> **Selected excerpt**
──────
Monday, August 5, 2013

Monday, August 05, 2013 - ISDAfix

by Sinclair Noe

DOW – 46 = 15612
SPX – 2 = 1707
NAS + 3 = 3692
10 YR YLD + .04 = 2.64%
OIL - .38 = 106.56
GOLD – 9.70 = 1304.80
SILV - .18 = 19.81

We've talked on several occasions about the various banking scandals that have cropped up over the past couple of years. It's a long list and includes everything from municipal bond rigging to robo-signing, predatory loans to insider trading, derivatives stuffing to energy price manipulation including oil markets and electricity markets. Last year we heard about what appeared to be the biggest scandal, at least in dollar volume; the Libor rate rigging scandal.

The scandal surrounding the London interbank offered rate (Libor), against which it's estimated more than $300 trillion worth of products are priced, everything from derivatives to mortgages to credit cards and … well almost everything that might be bought or sold, has become a symbol for the brazen arrogance with which some in the financial industry have pursued their own interests. Libor rate rigging has cost individuals as well as municipalities, including Baltimore, Houston, San Diego, Sacramento, and others; maybe even Detroit. The US municipalities claim that they lost money when they received lower interest rate payments than they should have, or had to pay artificially inflated rates because of the alleged manipulation. In other words, the banksters ripped them off coming and going.

In London, the Libor investigation is ongoing and they've recently announced plans to make charges, possibly criminal charges within a couple of months. The Serious Fraud Office, or SFO has leveled criminal charges at three relatively junior-level individuals in connection with the scam. Three banks, including Barclays, RBS, and UBS have agreed to pay around $2.6 billion to date to secure civil settlements with UK and US regulators; we don't yet have confirmation that the fines have been paid. More than a dozen more banksters were involved in Libor, including Citigroup, JPMorgan, Deutsche Bank, HSBC, Bank of America, Credit Suisse, Rabobank, ICAP, Teullet Prebon, and Royal Bank of Canada.
──────
> **Extracted material**

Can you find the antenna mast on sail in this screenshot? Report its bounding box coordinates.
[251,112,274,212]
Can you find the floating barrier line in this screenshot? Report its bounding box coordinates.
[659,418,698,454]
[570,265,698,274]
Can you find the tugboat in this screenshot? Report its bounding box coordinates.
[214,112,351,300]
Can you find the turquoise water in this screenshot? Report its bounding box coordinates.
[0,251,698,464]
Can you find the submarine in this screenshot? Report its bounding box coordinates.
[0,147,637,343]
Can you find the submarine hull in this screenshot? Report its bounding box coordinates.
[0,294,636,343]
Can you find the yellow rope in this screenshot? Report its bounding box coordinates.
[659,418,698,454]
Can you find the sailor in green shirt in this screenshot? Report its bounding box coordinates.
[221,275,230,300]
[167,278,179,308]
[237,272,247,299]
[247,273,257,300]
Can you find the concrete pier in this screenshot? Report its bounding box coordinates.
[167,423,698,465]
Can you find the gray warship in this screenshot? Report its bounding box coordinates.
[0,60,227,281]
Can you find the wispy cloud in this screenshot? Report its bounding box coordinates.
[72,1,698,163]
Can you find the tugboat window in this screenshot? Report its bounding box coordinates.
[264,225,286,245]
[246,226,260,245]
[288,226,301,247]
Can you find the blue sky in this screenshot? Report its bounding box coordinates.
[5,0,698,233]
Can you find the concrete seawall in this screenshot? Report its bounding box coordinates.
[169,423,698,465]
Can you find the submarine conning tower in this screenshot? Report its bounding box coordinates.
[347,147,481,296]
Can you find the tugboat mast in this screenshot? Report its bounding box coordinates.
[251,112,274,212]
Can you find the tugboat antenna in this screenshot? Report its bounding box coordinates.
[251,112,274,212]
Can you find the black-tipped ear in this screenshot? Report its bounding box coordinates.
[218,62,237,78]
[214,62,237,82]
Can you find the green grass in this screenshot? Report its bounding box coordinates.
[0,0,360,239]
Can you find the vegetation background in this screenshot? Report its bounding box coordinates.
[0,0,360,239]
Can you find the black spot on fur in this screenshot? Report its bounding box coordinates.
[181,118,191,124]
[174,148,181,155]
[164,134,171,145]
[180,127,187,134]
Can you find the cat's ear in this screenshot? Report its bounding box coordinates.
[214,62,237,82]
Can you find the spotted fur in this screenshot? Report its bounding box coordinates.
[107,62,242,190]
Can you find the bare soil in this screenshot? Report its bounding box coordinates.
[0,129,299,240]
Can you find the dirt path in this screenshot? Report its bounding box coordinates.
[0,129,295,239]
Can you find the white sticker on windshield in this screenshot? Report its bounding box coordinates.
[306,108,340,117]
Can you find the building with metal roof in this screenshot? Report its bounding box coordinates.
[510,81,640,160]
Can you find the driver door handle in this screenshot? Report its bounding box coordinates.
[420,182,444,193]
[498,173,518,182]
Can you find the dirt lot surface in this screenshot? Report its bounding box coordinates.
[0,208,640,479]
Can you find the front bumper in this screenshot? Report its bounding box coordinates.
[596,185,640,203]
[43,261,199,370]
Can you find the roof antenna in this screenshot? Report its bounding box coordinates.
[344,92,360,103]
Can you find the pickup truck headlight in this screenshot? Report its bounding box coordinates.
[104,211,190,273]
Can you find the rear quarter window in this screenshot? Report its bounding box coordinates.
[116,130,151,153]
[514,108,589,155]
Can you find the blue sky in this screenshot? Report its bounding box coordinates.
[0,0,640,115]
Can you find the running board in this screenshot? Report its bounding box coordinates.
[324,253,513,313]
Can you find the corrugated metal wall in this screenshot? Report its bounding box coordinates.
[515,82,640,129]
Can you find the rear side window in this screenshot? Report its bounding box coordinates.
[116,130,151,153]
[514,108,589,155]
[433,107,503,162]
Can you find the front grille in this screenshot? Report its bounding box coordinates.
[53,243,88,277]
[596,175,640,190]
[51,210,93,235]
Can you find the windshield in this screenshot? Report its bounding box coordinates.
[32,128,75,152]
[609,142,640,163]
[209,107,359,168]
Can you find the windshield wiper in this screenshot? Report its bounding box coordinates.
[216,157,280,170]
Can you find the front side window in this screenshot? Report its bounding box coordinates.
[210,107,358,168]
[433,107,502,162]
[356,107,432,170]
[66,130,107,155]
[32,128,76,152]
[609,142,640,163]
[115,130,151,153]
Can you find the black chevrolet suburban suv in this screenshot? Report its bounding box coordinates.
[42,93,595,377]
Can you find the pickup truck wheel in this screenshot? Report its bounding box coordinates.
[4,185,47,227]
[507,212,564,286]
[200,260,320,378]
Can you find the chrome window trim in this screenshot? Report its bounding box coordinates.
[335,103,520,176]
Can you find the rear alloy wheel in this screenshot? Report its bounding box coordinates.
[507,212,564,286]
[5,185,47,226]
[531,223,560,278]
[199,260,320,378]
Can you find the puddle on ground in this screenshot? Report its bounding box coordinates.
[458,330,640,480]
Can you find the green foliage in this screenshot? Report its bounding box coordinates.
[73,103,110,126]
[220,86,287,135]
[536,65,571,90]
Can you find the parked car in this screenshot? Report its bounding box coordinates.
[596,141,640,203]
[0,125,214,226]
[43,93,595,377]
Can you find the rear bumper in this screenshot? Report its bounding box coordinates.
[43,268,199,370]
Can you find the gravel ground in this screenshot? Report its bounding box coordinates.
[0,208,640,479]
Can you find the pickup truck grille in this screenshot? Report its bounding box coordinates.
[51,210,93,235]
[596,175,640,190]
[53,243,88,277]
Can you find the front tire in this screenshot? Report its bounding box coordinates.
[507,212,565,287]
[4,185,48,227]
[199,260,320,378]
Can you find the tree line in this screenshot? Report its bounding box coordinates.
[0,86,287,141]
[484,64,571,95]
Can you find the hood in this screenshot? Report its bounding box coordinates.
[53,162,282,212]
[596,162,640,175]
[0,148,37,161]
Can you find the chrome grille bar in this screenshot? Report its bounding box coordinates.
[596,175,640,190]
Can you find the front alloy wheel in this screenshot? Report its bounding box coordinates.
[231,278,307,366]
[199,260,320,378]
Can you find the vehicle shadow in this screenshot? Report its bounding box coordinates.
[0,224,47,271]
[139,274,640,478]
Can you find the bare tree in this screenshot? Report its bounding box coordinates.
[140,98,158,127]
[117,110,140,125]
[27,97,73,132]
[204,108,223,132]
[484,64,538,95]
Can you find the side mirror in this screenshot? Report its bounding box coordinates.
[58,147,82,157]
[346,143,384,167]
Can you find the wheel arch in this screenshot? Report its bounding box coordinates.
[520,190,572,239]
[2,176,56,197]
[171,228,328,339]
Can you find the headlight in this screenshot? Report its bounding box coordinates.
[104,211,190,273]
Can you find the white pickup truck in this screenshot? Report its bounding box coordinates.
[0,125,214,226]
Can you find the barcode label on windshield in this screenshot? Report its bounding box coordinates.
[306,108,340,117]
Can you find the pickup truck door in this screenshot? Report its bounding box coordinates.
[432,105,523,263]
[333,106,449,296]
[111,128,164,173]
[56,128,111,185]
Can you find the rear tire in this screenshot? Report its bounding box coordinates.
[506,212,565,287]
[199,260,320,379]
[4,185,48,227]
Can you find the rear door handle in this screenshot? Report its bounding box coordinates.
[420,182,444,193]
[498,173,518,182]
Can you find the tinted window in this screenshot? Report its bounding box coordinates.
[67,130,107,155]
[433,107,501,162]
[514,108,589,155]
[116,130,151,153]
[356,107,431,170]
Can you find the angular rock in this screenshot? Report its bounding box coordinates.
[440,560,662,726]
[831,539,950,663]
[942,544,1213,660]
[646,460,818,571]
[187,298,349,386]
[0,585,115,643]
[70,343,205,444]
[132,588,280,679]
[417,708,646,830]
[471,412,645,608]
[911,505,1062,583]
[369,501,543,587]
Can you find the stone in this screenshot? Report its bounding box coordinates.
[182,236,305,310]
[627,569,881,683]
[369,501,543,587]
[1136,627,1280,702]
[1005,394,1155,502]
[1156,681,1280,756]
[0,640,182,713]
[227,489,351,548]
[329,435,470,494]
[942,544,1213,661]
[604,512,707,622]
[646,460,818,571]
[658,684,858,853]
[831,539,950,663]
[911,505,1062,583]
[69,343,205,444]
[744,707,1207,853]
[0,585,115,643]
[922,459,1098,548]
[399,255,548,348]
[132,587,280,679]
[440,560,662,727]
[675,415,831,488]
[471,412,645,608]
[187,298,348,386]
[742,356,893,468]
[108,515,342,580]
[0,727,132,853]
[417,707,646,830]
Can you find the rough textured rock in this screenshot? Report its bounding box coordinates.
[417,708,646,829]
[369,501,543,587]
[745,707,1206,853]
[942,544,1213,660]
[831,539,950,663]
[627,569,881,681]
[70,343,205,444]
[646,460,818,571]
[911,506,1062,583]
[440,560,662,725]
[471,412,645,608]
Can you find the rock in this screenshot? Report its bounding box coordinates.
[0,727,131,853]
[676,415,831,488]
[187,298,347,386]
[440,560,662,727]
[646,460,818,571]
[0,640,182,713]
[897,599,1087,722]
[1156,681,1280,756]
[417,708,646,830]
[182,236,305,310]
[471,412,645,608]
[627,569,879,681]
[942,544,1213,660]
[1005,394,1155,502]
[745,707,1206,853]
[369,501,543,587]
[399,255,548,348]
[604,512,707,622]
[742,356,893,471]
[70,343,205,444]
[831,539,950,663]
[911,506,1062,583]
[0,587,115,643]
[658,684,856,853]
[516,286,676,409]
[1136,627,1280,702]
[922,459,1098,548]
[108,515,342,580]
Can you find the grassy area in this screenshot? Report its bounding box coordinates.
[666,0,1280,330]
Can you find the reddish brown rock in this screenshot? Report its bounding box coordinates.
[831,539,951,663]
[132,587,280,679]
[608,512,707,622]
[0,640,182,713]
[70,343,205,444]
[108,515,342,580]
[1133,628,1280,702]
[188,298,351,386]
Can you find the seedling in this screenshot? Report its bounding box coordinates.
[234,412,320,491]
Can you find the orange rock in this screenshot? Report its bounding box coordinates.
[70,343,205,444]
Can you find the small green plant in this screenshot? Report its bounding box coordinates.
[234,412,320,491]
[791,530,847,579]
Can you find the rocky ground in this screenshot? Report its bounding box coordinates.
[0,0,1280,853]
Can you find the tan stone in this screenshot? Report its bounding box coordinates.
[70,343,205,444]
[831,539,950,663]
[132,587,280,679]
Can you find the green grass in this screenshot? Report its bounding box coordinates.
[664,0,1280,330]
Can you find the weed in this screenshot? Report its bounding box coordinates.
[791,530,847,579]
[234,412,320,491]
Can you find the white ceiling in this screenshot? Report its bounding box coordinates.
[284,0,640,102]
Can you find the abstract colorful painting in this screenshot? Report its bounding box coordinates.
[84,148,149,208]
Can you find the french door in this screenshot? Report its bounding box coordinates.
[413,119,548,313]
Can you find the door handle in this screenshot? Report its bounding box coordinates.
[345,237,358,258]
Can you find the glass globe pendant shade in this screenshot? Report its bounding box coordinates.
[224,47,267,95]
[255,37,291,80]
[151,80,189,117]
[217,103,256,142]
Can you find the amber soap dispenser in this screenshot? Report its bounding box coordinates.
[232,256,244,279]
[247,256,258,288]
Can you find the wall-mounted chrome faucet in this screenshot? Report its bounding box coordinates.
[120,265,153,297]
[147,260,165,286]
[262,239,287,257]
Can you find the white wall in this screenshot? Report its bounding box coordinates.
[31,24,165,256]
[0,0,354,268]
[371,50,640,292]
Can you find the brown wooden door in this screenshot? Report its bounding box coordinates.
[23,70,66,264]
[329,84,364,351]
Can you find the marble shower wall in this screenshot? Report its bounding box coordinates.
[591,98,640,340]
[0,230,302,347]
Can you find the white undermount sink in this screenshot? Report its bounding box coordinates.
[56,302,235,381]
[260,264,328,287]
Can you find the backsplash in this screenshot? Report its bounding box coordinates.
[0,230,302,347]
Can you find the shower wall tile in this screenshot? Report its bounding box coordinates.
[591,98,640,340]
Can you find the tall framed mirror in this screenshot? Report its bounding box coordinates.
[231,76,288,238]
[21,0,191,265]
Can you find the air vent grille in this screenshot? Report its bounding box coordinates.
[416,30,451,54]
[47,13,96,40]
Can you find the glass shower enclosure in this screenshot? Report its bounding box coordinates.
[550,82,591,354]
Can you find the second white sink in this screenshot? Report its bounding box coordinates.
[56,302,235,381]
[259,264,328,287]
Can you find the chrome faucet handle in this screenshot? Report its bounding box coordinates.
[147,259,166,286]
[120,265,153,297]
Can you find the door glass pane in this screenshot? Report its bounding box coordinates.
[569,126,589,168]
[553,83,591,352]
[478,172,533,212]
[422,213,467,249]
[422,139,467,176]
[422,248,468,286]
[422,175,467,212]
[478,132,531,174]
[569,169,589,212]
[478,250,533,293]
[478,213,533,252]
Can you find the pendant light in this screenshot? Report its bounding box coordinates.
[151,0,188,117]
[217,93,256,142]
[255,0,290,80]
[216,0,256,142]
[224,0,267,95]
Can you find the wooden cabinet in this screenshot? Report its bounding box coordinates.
──────
> **Job A**
From the records, extract every line that contains the string "tire", matching case exactly.
> **Job B**
Resume the article on the Libor rate-rigging scandal, starting after its final sentence.

> **Written reply A**
Can you find the front tire in this screenshot? Report its bounding box coordinates.
Can you find the rear tire in this screenshot? Report its bounding box coordinates.

> **Written reply B**
The prosecutors say it will be difficult;they are outmanned and outgunned; the banksters hit back with counter-suits against prosecutors. Plain and simple, the banksters have more money to spend on litigation. And we all know that justice isn't about justice, it boils down to who has the most money to push around the other party. Also, pushing beyond the judicial system, the banksters have managed to infiltrate the the legislative process, watering down regulations and laws; new efforts to toughen the laws since the Financial Crisis might be too late to find those culpable of causing the crisis to face criminal penalty. Also, much of the correspondence, such as emails, that can be admitted as evidence rarely makes it to the top floor of the corporate suites.

Still those emails reveal the  high pressure on brokers trying to win business from traders is a big incentive to curry favor in extraordinary ways. According to the Wall Street Journal, gifts of expensive dinners, ski trips, strip clubs, and prostitutes are particularly common in London where there is no regulation on the amount of money brokers can lavish on traders. “Some brokers appear to see entertainment as part of explicit favors-for-business exchanges. Such profits, however, have been at the expense of investors, retirees, taxpayers, regular bank customers, pension funds, cities, and public works programs; to the point where even a regular bus rider pays for the transgressions of the banksters.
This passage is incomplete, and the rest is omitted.